● Exercise: With the line containing "Expected behaviour: for every instance of the red-brown" as the starting point, output every line of the data below through its final line, character for character.

● Data for the task:
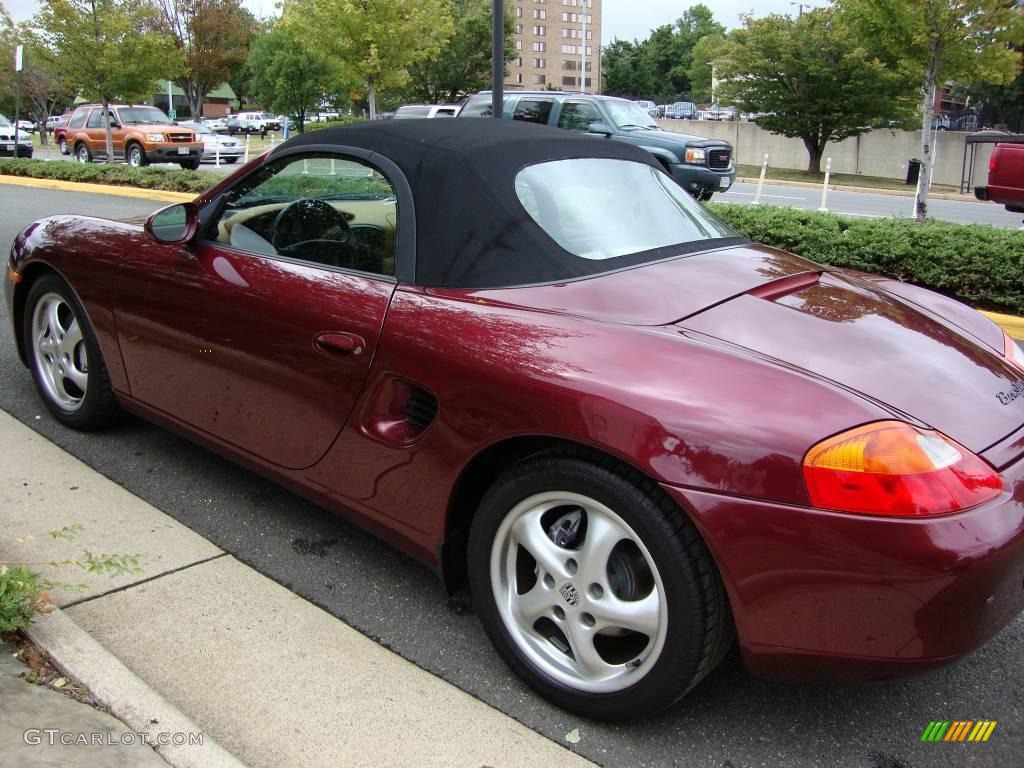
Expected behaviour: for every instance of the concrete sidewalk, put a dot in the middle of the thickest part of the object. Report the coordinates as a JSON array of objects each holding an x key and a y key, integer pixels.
[{"x": 201, "y": 643}]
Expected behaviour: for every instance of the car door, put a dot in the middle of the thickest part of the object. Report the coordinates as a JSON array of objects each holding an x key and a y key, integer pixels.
[
  {"x": 261, "y": 334},
  {"x": 94, "y": 131}
]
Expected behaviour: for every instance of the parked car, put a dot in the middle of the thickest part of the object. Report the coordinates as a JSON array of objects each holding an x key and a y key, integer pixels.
[
  {"x": 681, "y": 111},
  {"x": 636, "y": 434},
  {"x": 215, "y": 146},
  {"x": 141, "y": 134},
  {"x": 1006, "y": 177},
  {"x": 408, "y": 112},
  {"x": 54, "y": 120},
  {"x": 700, "y": 166},
  {"x": 235, "y": 125},
  {"x": 721, "y": 112},
  {"x": 649, "y": 107},
  {"x": 259, "y": 122},
  {"x": 15, "y": 142},
  {"x": 217, "y": 125}
]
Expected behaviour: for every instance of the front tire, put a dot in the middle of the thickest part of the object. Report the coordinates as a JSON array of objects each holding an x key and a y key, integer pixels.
[
  {"x": 64, "y": 356},
  {"x": 594, "y": 587}
]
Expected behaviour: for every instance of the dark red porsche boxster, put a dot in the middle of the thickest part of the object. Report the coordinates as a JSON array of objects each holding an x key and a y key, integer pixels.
[{"x": 532, "y": 361}]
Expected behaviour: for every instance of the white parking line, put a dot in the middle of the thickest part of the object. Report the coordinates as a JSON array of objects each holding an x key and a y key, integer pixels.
[{"x": 765, "y": 195}]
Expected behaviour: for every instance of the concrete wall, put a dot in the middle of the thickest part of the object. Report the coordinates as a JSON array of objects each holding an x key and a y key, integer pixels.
[{"x": 882, "y": 153}]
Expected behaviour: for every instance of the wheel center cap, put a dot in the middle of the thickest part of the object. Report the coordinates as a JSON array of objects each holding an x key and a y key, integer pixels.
[{"x": 569, "y": 594}]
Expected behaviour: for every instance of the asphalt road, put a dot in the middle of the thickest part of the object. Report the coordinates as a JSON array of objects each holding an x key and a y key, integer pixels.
[
  {"x": 732, "y": 719},
  {"x": 872, "y": 205}
]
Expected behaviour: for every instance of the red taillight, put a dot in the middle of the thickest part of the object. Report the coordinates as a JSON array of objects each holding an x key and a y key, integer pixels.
[
  {"x": 892, "y": 468},
  {"x": 1013, "y": 352}
]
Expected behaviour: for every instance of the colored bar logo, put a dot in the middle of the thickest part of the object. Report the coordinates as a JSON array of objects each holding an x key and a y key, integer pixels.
[{"x": 958, "y": 730}]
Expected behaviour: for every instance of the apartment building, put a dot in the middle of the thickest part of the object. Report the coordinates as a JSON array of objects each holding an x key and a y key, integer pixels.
[{"x": 549, "y": 45}]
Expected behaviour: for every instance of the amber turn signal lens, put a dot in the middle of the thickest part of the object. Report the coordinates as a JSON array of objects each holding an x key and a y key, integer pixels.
[{"x": 893, "y": 468}]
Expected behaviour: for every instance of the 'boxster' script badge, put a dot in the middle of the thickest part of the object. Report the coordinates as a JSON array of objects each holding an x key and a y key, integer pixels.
[
  {"x": 1007, "y": 397},
  {"x": 569, "y": 594}
]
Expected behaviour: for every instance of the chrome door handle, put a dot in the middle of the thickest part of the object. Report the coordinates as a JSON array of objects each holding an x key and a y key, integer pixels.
[{"x": 340, "y": 343}]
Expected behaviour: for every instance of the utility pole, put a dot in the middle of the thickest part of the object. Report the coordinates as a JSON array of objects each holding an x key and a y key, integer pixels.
[
  {"x": 18, "y": 66},
  {"x": 583, "y": 50},
  {"x": 498, "y": 60}
]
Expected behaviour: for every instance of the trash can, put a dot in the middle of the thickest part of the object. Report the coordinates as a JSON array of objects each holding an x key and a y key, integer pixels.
[{"x": 912, "y": 171}]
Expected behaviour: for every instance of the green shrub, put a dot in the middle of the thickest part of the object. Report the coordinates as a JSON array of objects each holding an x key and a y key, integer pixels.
[
  {"x": 166, "y": 179},
  {"x": 333, "y": 123},
  {"x": 20, "y": 591},
  {"x": 981, "y": 265}
]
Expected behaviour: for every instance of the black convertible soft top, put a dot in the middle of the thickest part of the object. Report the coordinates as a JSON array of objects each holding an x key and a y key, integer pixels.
[{"x": 471, "y": 229}]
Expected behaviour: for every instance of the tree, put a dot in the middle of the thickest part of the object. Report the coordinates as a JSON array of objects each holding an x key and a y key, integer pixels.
[
  {"x": 941, "y": 40},
  {"x": 696, "y": 23},
  {"x": 287, "y": 76},
  {"x": 214, "y": 37},
  {"x": 811, "y": 79},
  {"x": 107, "y": 49},
  {"x": 626, "y": 72},
  {"x": 463, "y": 66},
  {"x": 44, "y": 88},
  {"x": 707, "y": 50},
  {"x": 374, "y": 41}
]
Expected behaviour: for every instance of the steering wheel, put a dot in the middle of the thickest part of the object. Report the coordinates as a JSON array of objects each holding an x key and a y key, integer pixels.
[{"x": 313, "y": 230}]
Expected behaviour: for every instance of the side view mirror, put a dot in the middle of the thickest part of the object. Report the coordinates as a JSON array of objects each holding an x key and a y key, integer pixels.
[{"x": 173, "y": 224}]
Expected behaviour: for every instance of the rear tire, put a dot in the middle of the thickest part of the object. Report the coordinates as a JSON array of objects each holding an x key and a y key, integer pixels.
[
  {"x": 136, "y": 157},
  {"x": 64, "y": 356},
  {"x": 622, "y": 622}
]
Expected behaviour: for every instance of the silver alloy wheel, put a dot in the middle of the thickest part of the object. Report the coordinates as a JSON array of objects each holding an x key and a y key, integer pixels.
[
  {"x": 60, "y": 358},
  {"x": 576, "y": 614}
]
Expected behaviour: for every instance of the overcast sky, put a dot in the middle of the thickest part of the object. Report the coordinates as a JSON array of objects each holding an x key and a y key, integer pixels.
[{"x": 627, "y": 19}]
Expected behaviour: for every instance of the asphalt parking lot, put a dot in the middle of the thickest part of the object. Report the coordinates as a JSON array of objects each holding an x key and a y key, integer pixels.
[{"x": 731, "y": 720}]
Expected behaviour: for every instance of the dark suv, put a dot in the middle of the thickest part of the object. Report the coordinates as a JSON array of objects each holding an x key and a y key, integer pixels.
[{"x": 701, "y": 166}]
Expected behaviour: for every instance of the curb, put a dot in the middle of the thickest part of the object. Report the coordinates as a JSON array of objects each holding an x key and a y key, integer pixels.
[
  {"x": 123, "y": 192},
  {"x": 866, "y": 189},
  {"x": 123, "y": 693}
]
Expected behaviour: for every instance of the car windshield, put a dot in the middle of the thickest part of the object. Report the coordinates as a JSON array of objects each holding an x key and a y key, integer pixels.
[
  {"x": 598, "y": 208},
  {"x": 412, "y": 112},
  {"x": 627, "y": 115},
  {"x": 142, "y": 116}
]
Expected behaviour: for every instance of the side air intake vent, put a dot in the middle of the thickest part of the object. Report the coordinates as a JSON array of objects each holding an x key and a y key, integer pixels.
[{"x": 421, "y": 409}]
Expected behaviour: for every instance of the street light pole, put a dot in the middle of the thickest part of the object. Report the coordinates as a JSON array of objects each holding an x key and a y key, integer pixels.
[
  {"x": 498, "y": 60},
  {"x": 18, "y": 65}
]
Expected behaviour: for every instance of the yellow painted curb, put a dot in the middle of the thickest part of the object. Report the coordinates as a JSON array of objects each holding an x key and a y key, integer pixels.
[
  {"x": 124, "y": 192},
  {"x": 866, "y": 189},
  {"x": 1011, "y": 324}
]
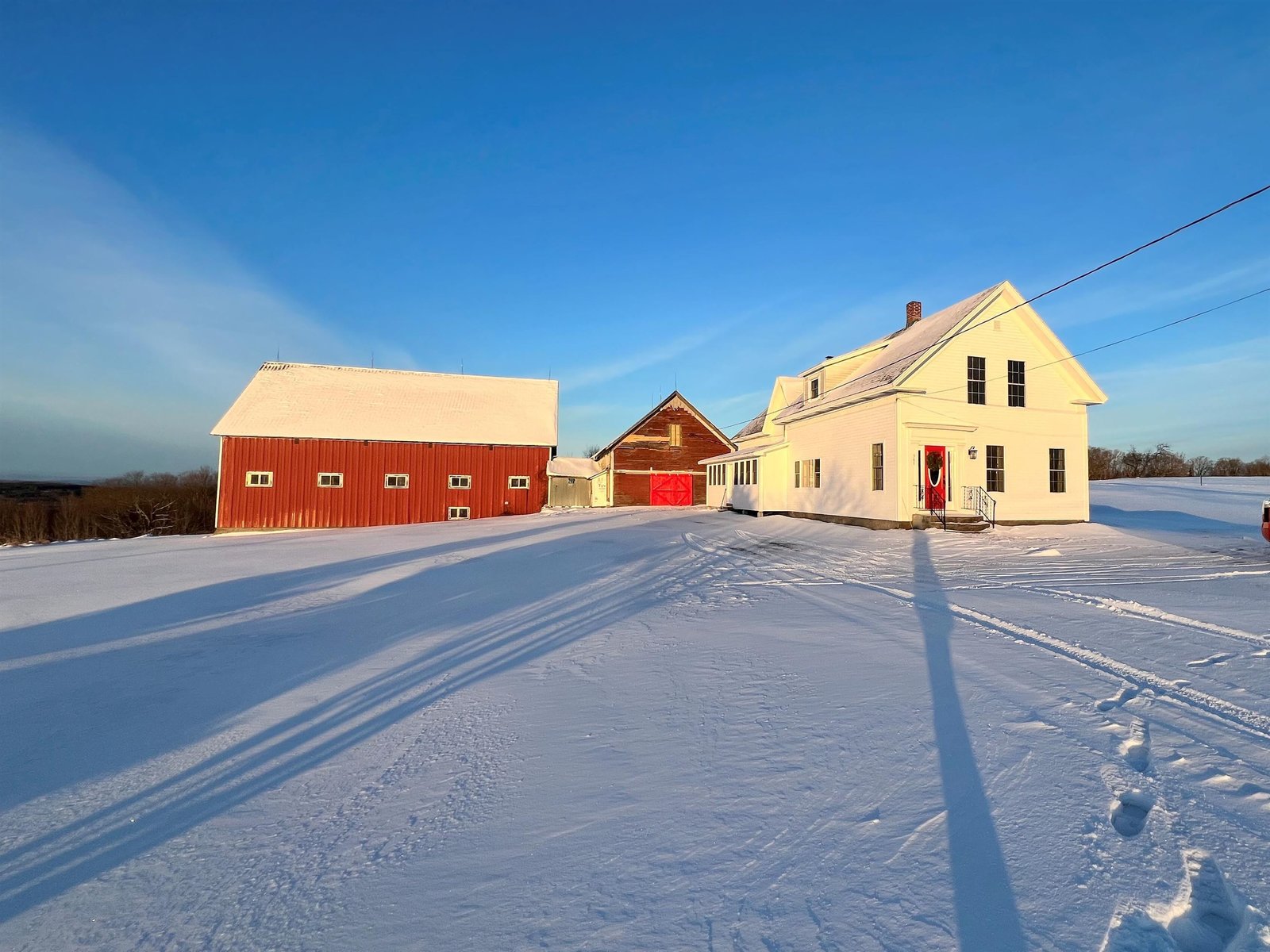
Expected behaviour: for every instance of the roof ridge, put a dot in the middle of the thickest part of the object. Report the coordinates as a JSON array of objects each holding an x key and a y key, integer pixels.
[{"x": 285, "y": 365}]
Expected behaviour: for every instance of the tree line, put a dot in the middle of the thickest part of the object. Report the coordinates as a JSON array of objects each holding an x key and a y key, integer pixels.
[
  {"x": 124, "y": 507},
  {"x": 1164, "y": 461}
]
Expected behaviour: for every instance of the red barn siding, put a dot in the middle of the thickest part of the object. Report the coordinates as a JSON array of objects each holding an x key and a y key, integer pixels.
[{"x": 296, "y": 501}]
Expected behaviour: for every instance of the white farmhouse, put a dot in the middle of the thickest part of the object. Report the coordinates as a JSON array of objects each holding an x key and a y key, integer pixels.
[{"x": 976, "y": 414}]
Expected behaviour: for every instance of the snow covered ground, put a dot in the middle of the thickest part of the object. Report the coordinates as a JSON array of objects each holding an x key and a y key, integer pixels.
[{"x": 645, "y": 729}]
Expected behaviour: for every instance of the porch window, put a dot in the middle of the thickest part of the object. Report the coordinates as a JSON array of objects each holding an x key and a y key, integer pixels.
[
  {"x": 1015, "y": 382},
  {"x": 976, "y": 380},
  {"x": 996, "y": 469},
  {"x": 1058, "y": 471}
]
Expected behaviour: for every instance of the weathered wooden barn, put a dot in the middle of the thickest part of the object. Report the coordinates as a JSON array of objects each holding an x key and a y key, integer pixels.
[
  {"x": 310, "y": 446},
  {"x": 657, "y": 461}
]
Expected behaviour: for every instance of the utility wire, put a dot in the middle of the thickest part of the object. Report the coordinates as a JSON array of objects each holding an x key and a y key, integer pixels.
[{"x": 1045, "y": 294}]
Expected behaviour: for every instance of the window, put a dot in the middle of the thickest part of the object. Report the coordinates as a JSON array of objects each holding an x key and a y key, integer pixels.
[
  {"x": 1015, "y": 382},
  {"x": 976, "y": 380},
  {"x": 806, "y": 474},
  {"x": 745, "y": 473},
  {"x": 996, "y": 469},
  {"x": 1058, "y": 471}
]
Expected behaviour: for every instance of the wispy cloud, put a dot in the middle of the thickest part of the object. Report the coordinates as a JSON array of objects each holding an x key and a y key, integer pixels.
[{"x": 118, "y": 317}]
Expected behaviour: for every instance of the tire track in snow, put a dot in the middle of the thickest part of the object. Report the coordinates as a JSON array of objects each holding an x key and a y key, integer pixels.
[{"x": 1214, "y": 706}]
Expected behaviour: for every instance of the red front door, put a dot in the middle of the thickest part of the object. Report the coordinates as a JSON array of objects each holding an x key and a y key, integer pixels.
[
  {"x": 670, "y": 489},
  {"x": 935, "y": 469}
]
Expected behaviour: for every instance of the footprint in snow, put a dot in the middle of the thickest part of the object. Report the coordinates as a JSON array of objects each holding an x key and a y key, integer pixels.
[
  {"x": 1212, "y": 917},
  {"x": 1137, "y": 748},
  {"x": 1130, "y": 812},
  {"x": 1219, "y": 658}
]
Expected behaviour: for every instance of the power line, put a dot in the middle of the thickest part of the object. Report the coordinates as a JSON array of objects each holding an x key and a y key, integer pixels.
[
  {"x": 1045, "y": 294},
  {"x": 1115, "y": 343}
]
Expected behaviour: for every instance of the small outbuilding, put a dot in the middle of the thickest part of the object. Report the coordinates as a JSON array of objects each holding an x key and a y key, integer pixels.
[
  {"x": 657, "y": 461},
  {"x": 314, "y": 446},
  {"x": 575, "y": 482}
]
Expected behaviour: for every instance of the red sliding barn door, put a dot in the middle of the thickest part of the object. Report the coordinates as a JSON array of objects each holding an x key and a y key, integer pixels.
[{"x": 670, "y": 489}]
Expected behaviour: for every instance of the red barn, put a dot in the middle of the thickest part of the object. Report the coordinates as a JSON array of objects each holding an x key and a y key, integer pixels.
[
  {"x": 656, "y": 463},
  {"x": 309, "y": 446}
]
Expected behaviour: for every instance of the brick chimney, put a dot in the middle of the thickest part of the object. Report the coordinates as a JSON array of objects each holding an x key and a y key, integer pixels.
[{"x": 914, "y": 314}]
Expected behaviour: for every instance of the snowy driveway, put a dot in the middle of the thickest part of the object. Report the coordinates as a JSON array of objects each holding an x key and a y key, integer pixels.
[{"x": 637, "y": 729}]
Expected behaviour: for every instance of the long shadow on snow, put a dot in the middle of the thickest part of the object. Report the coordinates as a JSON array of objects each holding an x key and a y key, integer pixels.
[
  {"x": 1172, "y": 520},
  {"x": 986, "y": 912},
  {"x": 86, "y": 848},
  {"x": 71, "y": 720},
  {"x": 210, "y": 602}
]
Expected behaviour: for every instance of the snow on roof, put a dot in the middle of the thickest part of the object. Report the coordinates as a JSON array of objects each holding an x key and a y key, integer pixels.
[
  {"x": 577, "y": 466},
  {"x": 321, "y": 401},
  {"x": 901, "y": 353},
  {"x": 755, "y": 425}
]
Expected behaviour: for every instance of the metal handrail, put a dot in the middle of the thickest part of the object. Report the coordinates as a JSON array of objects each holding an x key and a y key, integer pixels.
[{"x": 977, "y": 498}]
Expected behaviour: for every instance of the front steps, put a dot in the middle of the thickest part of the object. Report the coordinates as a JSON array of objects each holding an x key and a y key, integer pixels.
[{"x": 956, "y": 522}]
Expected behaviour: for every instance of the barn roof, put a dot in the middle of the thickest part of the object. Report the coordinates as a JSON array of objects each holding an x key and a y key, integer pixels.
[
  {"x": 675, "y": 397},
  {"x": 321, "y": 401}
]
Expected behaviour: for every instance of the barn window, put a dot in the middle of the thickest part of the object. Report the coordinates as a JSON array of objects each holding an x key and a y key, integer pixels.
[
  {"x": 976, "y": 380},
  {"x": 1015, "y": 382},
  {"x": 996, "y": 469},
  {"x": 1058, "y": 471}
]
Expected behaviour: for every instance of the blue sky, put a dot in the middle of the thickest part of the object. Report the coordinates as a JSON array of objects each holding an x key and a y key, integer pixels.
[{"x": 622, "y": 196}]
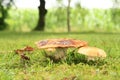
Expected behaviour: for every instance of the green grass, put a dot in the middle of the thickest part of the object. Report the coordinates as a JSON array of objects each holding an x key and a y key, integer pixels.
[{"x": 41, "y": 68}]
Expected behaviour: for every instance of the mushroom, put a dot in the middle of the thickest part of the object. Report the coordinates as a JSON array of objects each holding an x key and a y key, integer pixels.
[
  {"x": 56, "y": 48},
  {"x": 92, "y": 52}
]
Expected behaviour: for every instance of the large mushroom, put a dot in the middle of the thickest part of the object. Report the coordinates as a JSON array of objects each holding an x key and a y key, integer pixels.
[
  {"x": 56, "y": 48},
  {"x": 92, "y": 52}
]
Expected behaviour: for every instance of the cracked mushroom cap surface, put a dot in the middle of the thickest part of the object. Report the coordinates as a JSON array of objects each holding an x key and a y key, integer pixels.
[{"x": 60, "y": 43}]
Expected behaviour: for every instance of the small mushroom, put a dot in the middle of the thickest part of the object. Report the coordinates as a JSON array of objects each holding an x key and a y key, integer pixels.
[
  {"x": 56, "y": 48},
  {"x": 92, "y": 52}
]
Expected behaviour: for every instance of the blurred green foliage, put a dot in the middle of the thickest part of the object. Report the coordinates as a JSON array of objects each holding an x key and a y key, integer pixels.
[{"x": 80, "y": 19}]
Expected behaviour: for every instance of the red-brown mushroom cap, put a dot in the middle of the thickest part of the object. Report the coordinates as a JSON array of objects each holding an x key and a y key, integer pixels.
[{"x": 60, "y": 43}]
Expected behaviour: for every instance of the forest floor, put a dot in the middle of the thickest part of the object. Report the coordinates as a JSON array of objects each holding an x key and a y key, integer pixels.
[{"x": 12, "y": 67}]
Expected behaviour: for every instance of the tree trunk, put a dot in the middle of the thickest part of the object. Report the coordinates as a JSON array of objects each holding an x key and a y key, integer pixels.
[
  {"x": 68, "y": 16},
  {"x": 42, "y": 12}
]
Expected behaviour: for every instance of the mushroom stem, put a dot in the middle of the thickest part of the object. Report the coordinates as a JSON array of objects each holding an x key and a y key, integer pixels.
[{"x": 56, "y": 53}]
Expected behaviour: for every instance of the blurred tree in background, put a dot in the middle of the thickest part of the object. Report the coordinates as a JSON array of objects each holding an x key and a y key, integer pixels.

● Solution to this task:
Expected behaviour: for every instance of the red-brown mushroom cap, put a dot in the middle of the thickest part of the object. Report the coordinates as a JSON array of objects each holding an x key and a y key, integer pixels.
[{"x": 60, "y": 43}]
Expected behaviour: for every instance of the forest floor, put a dot in the middle of the thickest part of the object. Report the coordinates as a JSON array of objects each holding an x key and a y key, integer pixels.
[{"x": 12, "y": 67}]
Expected behaviour: for every instance of the tree trunk, put a dot in the middle of the thickest part of the object. Report the coordinates as a JSON array of objects each holding an x key and a y key, integer pixels.
[
  {"x": 68, "y": 16},
  {"x": 42, "y": 12}
]
Expected behaviour: for every instance of the mushroom stem, put a dot in the middle of the thickest part of the object. Report the coordinates as a JSON array of objects each holding an x key and a y key, integer pixels.
[{"x": 56, "y": 53}]
Expected behaviour: for every instance of the blurred tree in background, put a dot in the middle of the thickest part of the object. Report the coordinates as a JSON array of objects each holding an x key and a y key, integer pixels.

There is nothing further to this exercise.